Task prompt
Nothing in the records should change; write them all out again.
[[ Input data open ]]
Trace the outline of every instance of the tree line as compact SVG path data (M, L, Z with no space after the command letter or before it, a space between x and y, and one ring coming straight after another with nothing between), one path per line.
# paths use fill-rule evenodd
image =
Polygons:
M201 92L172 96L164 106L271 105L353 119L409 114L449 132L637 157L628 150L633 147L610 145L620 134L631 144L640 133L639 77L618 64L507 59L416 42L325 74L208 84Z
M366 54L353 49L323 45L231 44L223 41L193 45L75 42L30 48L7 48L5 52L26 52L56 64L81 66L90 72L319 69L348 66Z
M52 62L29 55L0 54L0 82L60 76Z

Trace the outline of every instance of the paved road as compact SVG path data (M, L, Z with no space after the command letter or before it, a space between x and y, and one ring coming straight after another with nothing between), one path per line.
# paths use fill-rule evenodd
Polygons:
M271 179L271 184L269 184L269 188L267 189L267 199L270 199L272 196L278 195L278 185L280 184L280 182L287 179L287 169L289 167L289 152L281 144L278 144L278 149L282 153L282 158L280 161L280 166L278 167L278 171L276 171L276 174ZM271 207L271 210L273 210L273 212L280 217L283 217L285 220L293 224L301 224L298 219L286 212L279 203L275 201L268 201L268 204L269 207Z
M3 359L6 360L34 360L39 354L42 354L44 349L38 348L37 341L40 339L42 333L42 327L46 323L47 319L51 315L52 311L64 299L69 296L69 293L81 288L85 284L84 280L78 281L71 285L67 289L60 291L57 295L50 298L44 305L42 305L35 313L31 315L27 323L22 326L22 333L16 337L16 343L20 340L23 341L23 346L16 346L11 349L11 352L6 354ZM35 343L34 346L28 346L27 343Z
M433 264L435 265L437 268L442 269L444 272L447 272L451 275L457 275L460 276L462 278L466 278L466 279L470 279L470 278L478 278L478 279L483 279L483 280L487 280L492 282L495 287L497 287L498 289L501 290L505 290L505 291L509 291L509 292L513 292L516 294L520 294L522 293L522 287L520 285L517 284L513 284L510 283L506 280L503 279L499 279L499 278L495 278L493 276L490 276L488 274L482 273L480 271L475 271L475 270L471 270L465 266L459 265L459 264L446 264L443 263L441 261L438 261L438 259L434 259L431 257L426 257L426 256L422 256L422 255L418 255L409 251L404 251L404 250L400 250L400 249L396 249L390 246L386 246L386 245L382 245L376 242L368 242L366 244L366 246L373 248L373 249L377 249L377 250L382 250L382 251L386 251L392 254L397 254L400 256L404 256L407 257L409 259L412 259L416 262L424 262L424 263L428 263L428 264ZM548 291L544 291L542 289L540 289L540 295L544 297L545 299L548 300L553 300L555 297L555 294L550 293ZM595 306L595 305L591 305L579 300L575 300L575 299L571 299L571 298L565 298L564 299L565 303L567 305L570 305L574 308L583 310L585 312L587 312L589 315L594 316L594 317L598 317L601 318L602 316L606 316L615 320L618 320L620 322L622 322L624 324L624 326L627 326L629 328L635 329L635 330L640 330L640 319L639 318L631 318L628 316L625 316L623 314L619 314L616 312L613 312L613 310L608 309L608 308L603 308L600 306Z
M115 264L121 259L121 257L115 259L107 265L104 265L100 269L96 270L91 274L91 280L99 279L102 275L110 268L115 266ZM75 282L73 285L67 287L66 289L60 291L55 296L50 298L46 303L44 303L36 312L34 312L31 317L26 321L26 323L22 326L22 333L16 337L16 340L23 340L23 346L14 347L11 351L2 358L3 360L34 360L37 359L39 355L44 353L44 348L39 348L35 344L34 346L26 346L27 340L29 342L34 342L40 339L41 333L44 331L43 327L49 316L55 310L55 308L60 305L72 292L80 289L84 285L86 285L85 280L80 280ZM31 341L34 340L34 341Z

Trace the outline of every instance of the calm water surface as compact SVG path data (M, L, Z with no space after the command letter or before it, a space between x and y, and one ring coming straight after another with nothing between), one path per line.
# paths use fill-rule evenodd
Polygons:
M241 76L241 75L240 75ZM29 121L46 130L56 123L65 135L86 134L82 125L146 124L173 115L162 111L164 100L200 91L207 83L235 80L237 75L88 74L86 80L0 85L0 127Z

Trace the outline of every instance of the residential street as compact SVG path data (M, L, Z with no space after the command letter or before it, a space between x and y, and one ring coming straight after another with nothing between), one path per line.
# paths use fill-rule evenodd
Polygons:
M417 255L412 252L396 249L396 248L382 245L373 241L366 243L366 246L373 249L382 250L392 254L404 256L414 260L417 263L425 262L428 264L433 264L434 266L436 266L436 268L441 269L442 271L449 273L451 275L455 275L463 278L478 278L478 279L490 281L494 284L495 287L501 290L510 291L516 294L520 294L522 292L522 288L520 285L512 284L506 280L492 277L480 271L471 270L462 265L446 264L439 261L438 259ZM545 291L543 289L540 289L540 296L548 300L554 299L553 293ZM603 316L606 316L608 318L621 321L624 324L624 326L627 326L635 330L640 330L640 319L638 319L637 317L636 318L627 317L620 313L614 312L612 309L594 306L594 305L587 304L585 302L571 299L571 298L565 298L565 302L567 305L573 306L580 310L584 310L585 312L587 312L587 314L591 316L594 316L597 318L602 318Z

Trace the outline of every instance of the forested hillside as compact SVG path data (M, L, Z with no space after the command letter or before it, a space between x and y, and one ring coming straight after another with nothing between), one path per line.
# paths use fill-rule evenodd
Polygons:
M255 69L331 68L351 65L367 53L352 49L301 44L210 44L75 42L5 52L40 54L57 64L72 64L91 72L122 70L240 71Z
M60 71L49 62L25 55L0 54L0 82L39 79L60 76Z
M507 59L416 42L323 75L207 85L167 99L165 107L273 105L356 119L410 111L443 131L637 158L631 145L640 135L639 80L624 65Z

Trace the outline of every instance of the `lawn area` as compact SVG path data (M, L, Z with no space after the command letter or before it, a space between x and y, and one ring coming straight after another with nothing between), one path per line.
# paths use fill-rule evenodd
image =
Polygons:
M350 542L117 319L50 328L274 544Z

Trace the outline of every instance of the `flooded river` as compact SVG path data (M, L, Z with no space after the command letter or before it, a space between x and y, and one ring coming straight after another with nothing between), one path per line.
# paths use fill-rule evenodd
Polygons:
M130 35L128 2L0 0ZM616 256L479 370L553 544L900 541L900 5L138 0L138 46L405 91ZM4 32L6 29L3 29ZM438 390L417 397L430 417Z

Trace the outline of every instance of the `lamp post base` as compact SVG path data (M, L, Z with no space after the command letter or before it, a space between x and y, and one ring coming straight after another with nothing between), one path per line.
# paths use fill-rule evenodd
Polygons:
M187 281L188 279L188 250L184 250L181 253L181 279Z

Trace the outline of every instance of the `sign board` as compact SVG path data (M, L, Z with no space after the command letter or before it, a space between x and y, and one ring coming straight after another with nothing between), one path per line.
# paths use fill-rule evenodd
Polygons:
[[ Input data closed ]]
Solved problem
Trace the outline of every instance of the tree line as compact SVG path data (M, L, Z with no space after the command letter or before it, a space between x and y, and one ring coming straight after another with nothing between), one path per line.
# paths use fill-rule evenodd
image =
Polygons:
M201 92L172 96L164 106L271 105L353 119L409 114L449 132L637 157L628 150L633 147L610 145L620 134L631 144L640 133L639 77L618 64L507 59L416 42L325 74L208 84Z
M366 54L353 49L323 45L231 44L223 41L193 45L75 42L30 48L7 48L5 52L26 52L56 64L81 66L90 72L319 69L348 66Z
M52 62L29 55L0 54L0 82L60 76Z

Trace the outline of every instance of the paved road as compact SVG path data (M, L, Z with no space after the command letter or before it, a space between x and y, and one ring coming straight after another with nothing between), one path per line.
# paths use fill-rule evenodd
Polygons:
M271 179L271 184L269 184L269 188L267 189L267 199L270 199L272 196L278 195L278 185L280 184L280 182L287 179L287 169L289 167L289 152L281 144L278 144L278 149L282 153L282 158L280 161L280 166L278 167L278 171L276 171L276 174ZM271 207L271 210L273 210L273 212L280 217L283 217L285 220L293 224L301 224L298 219L286 212L279 203L275 201L268 201L268 204L269 207Z
M3 359L6 360L34 360L39 354L42 354L44 349L38 348L37 341L40 339L42 333L42 327L46 323L47 319L51 315L52 311L64 299L69 296L69 293L81 288L85 284L84 280L78 281L71 285L67 289L60 291L57 295L50 298L44 305L42 305L35 313L31 315L27 323L22 326L22 333L16 337L16 343L20 340L23 341L23 346L16 346L11 349L11 352L6 354ZM35 343L34 346L28 346L27 343Z
M433 264L435 265L437 268L442 269L444 272L447 272L451 275L457 275L460 276L462 278L466 278L466 279L470 279L470 278L478 278L478 279L483 279L483 280L487 280L492 282L495 287L497 287L498 289L501 290L505 290L505 291L509 291L509 292L513 292L516 294L520 294L522 293L522 287L520 285L517 284L513 284L510 283L506 280L503 279L499 279L499 278L495 278L493 276L490 276L488 274L482 273L480 271L475 271L475 270L471 270L465 266L459 265L459 264L446 264L443 263L441 261L438 261L438 259L434 259L431 257L426 257L426 256L422 256L422 255L418 255L409 251L404 251L404 250L400 250L400 249L396 249L390 246L386 246L386 245L382 245L376 242L368 242L366 244L366 246L373 248L373 249L377 249L377 250L382 250L382 251L386 251L392 254L397 254L400 256L404 256L407 257L409 259L412 259L416 262L424 262L424 263L428 263L428 264ZM548 291L544 291L542 289L540 289L540 295L544 297L545 299L548 300L553 300L555 297L555 294L550 293ZM595 306L595 305L591 305L579 300L575 300L575 299L571 299L571 298L565 298L564 299L565 303L567 305L570 305L574 308L583 310L585 312L587 312L589 315L594 316L594 317L598 317L601 318L602 316L606 316L615 320L618 320L620 322L622 322L624 324L624 326L627 326L629 328L635 329L635 330L640 330L640 319L639 318L631 318L628 316L625 316L623 314L619 314L616 312L613 312L613 310L608 309L608 308L603 308L600 306Z
M115 264L121 259L121 257L115 259L107 265L104 265L100 269L96 270L91 274L91 280L99 279L102 275L110 268L115 266ZM75 282L73 285L67 287L66 289L60 291L55 296L50 298L46 303L44 303L36 312L34 312L31 317L26 321L26 323L22 326L22 333L16 337L16 340L23 340L23 346L14 347L11 351L2 358L3 360L34 360L37 359L39 355L44 353L44 348L39 348L35 344L34 346L26 346L27 340L29 342L34 342L40 339L41 333L44 331L43 327L49 316L55 310L55 308L60 305L72 292L80 289L84 285L86 285L85 280L80 280ZM31 341L34 340L34 341Z

Trace the outline of every instance of the calm water surface as compact SVG path data (M, L, Z with no space after the command letter or before it, a space between x and y, and one ring coming straight after another with nothing between), one path per line.
# paths use fill-rule evenodd
Polygons:
M241 76L241 75L240 75ZM29 121L46 130L56 123L65 135L86 134L82 125L146 124L173 115L162 111L164 100L200 91L207 83L235 80L237 75L88 74L86 80L0 85L0 127Z

Trace the outline of every instance of the residential street as compact SVG path data (M, L, Z with no space after the command letter or before it, a space between x and y, and one ring coming straight after another with nothing between), one path per line.
# paths use fill-rule evenodd
Polygons:
M417 255L412 252L396 249L396 248L382 245L373 241L366 243L366 246L373 249L382 250L392 254L404 256L414 260L417 263L425 262L428 264L433 264L434 266L436 266L436 268L441 269L442 271L449 273L451 275L455 275L463 278L478 278L478 279L490 281L494 284L495 287L501 290L510 291L516 294L520 294L522 292L522 288L520 285L512 284L506 280L492 277L480 271L471 270L462 265L446 264L439 261L438 259ZM545 291L543 289L540 289L540 296L548 300L554 299L553 293ZM603 316L606 316L608 318L621 321L624 324L624 326L627 326L635 330L640 330L640 319L638 319L637 317L636 318L627 317L620 313L614 312L612 309L594 306L594 305L587 304L585 302L571 299L571 298L565 298L565 302L567 305L573 306L580 310L584 310L585 312L587 312L587 314L591 316L594 316L597 318L602 318Z

Trace the outline of every instance of the forested hillside as compact SVG path data (M, L, Z with no space after the command letter or before it, a space between x and y, and one ring coming straight after another with nothing between), one path per line.
# paths use fill-rule evenodd
Polygons:
M255 69L331 68L351 65L367 53L352 49L301 44L210 44L75 42L5 52L40 54L57 64L72 64L91 72L122 70L240 71Z
M60 71L49 62L25 55L0 54L0 82L39 79L60 76Z
M507 59L416 42L323 75L207 85L167 99L165 107L273 105L356 119L410 111L443 131L637 158L631 145L640 135L639 80L624 65Z

Trace the outline of every instance of the `lawn area` as compact SVG path data (M, L, Z with no space after the command letter or before it, a space between x and y, and one ring coming straight after another with nothing between), one path per line.
# paths use fill-rule evenodd
image =
Polygons:
M350 542L117 319L50 328L274 544Z

Trace the outline of every instance of the `flooded river` as compact SVG path data (M, L, Z with no space after the command letter or before it, a space between x and y, and one ring coming straight after another with nothing between), one path per line.
# paths use fill-rule evenodd
Polygons:
M130 35L128 2L0 0ZM616 256L479 370L553 544L900 541L900 5L138 0L138 46L405 91ZM4 32L6 29L3 29ZM438 390L417 397L430 417Z

Trace the outline of every instance of the `lamp post base` as compact SVG path data (M, L, Z with no space after the command letter or before it, a space between x and y, and one ring coming straight after another with nothing between), one path per line.
# paths use fill-rule evenodd
Polygons:
M187 281L188 279L188 250L184 250L181 253L181 279Z

Trace the outline of every instance of the `sign board` as compact SVG path data (M, L, Z with no space after the command letter or before it, a space between x and y, and one ring coming straight after another with nothing between), one path per line.
# paths use fill-rule evenodd
Polygons:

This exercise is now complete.